• [Extracted text]:
The bit-patterns within the SDIO commands and responses are quite complex, and the code I’ve seen makes heavy use of bit-masking and shifting to combine the individual values into a single message. I’m not a fan of this approach, and prefer to use C language bitfields. For example, CMD52 has the following fields in the 6-byte message:

Start:             1 bit  (always 0)
Direction:         1 bit  (1 for command, 0 for response)
Command index:     6 bits (52 decimal for command 52)
R/W flag:          1 bit  (0 for read, 1 for write)
Function number:   3 bits (select the bus, backplane or radio interface)
RAW flag:          1 bit  (1 to read back result of write)
Unused:            1 bit
Register address: 17 bits (128K address space)
Unused:            1 bit
Data value:        8 bits (byte to be written, unused if read cycle)
CRC:               7 bits (cyclic redundancy check)
End:               1 bit  (always 1)

You’ll see that the values don’t all line up on convenient 8-bit boundaries; furthermore the data sheet defines the values with most-significant value first, whereas standard C structures have least-significant first.

My solution is to use macros to reverse the order of bits in the byte, so the command structure looks similar to the specification. These are used to create structures for the commands and responses, which are combined in a union.

#define BITF1(typ, a)             typ a
#define BITF2(typ, a, b)          typ b, a
#define BITF3(typ, a, b, c)       typ c, b, a
..and so on..

typedef struct
{
    BITF3(uint8_t,  start:1, cmd:1,   num:6);
    BITF5(uint8_t,  wr:1,    func:3,  raw:1, x1:1, addrh:2);
    BITF1(uint8_t,  addrm);
    BITF2(uint8_t,  addrl:7, x2:1);
    BITF1(uint8_t,  data);
    BITF2(uint8_t,  crc:7,   stop:1);
} SDIO_CMD52_STRUCT;

typedef union 
{
    SDIO_CMD52_STRUCT   cmd52;
    SDIO_RSP52_STRUCT   rsp52;
    SDIO_CMD53_STRUCT   cmd53;
    uint8_t             data[MSG_BYTES+2];
} SDIO_MSG;

The code to split the 17-bit address into 3 bytes is still a bit messy, but the structure definition does simplify the process of creating a command:

// Send SDIO command 52, get response, return 0 if none
int sdio_cmd52(int func, int addr, uint8_t data, int wr, int raw, SDIO_MSG *rsp)
{
    SDIO_MSG cmd={.cmd52 = {.start=0, .cmd=1, .num=52,
        .wr=wr, .func=func, .raw=raw, .x1=0, .addrh=(uint8_t)(addr>>15 & 3),
        .addrm=(uint8_t)(addr>>7 & 0xff), .addrl=(uint8_t)(addr&0x7f), .x2=0,
        .data=data, .crc=0, .stop=1}};

    return(sdio_cmd_rsp(&cmd, rsp));
}

For speed, the CRC is created using a byte-wide lookup table in RAM, which is computed on startup:

#define CRC7_POLY    (uint8_t)(0b10001001 << 1)

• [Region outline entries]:
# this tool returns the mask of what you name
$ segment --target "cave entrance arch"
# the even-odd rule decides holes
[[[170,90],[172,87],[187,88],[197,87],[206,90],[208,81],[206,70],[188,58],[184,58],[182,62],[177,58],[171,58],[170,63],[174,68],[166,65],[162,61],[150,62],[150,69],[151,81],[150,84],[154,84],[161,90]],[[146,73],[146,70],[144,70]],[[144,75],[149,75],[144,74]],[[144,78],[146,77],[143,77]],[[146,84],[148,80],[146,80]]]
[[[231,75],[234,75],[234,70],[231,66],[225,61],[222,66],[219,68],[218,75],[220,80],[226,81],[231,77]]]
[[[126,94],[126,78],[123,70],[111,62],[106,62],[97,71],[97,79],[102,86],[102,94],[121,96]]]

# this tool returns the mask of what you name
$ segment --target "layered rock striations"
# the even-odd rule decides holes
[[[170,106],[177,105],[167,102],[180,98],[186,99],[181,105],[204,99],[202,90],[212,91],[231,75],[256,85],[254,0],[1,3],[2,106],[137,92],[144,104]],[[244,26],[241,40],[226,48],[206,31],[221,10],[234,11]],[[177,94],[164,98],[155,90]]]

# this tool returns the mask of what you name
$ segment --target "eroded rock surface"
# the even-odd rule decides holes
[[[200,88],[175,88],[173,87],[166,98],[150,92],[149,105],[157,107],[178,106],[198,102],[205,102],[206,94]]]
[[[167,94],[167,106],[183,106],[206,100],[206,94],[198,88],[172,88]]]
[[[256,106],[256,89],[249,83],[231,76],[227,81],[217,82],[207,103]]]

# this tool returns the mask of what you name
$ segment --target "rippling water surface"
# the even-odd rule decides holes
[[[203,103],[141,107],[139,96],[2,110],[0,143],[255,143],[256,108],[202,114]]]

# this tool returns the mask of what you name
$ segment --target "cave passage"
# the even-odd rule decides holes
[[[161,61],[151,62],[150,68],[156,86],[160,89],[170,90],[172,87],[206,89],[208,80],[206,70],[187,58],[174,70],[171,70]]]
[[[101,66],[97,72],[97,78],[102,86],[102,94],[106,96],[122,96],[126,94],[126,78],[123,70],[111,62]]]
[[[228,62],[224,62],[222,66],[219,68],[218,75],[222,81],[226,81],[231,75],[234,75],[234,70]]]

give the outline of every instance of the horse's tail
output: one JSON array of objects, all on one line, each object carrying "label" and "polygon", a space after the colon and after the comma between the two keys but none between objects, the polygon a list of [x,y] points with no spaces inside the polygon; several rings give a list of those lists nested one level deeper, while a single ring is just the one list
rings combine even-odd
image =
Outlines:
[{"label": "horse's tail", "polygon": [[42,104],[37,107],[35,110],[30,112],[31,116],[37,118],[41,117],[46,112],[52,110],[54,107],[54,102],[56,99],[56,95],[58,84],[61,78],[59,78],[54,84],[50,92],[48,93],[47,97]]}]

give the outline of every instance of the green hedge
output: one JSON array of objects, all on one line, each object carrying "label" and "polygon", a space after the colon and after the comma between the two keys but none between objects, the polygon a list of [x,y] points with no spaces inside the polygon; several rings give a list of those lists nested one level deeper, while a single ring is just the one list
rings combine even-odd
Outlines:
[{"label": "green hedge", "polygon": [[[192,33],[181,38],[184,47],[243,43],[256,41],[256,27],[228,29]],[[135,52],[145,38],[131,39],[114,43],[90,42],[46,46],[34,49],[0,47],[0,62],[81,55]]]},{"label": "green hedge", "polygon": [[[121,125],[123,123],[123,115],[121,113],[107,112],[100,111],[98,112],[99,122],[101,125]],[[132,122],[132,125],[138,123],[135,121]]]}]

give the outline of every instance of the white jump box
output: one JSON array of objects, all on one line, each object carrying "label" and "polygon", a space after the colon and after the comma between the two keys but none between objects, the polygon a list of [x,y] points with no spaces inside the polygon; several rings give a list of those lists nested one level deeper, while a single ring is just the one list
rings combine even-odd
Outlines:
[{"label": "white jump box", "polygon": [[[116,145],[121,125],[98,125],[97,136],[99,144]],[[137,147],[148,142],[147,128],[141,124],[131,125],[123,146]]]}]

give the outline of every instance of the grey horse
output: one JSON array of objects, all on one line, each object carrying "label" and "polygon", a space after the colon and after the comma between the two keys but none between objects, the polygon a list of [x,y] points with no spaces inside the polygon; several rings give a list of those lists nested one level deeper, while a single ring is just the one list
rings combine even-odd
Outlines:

• [Requirements]: Write out, word for word, the part of the SDIO write-up between "The bit-patterns within" and "result of write)", inclusive. The data above isn't needed here.

• [Expected output]:
The bit-patterns within the SDIO commands and responses are quite complex, and the code I’ve seen makes heavy use of bit-masking and shifting to combine the individual values into a single message. I’m not a fan of this approach, and prefer to use C language bitfields. For example, CMD52 has the following fields in the 6-byte message:

Start:             1 bit  (always 0)
Direction:         1 bit  (1 for command, 0 for response)
Command index:     6 bits (52 decimal for command 52)
R/W flag:          1 bit  (0 for read, 1 for write)
Function number:   3 bits (select the bus, backplane or radio interface)
RAW flag:          1 bit  (1 to read back result of write)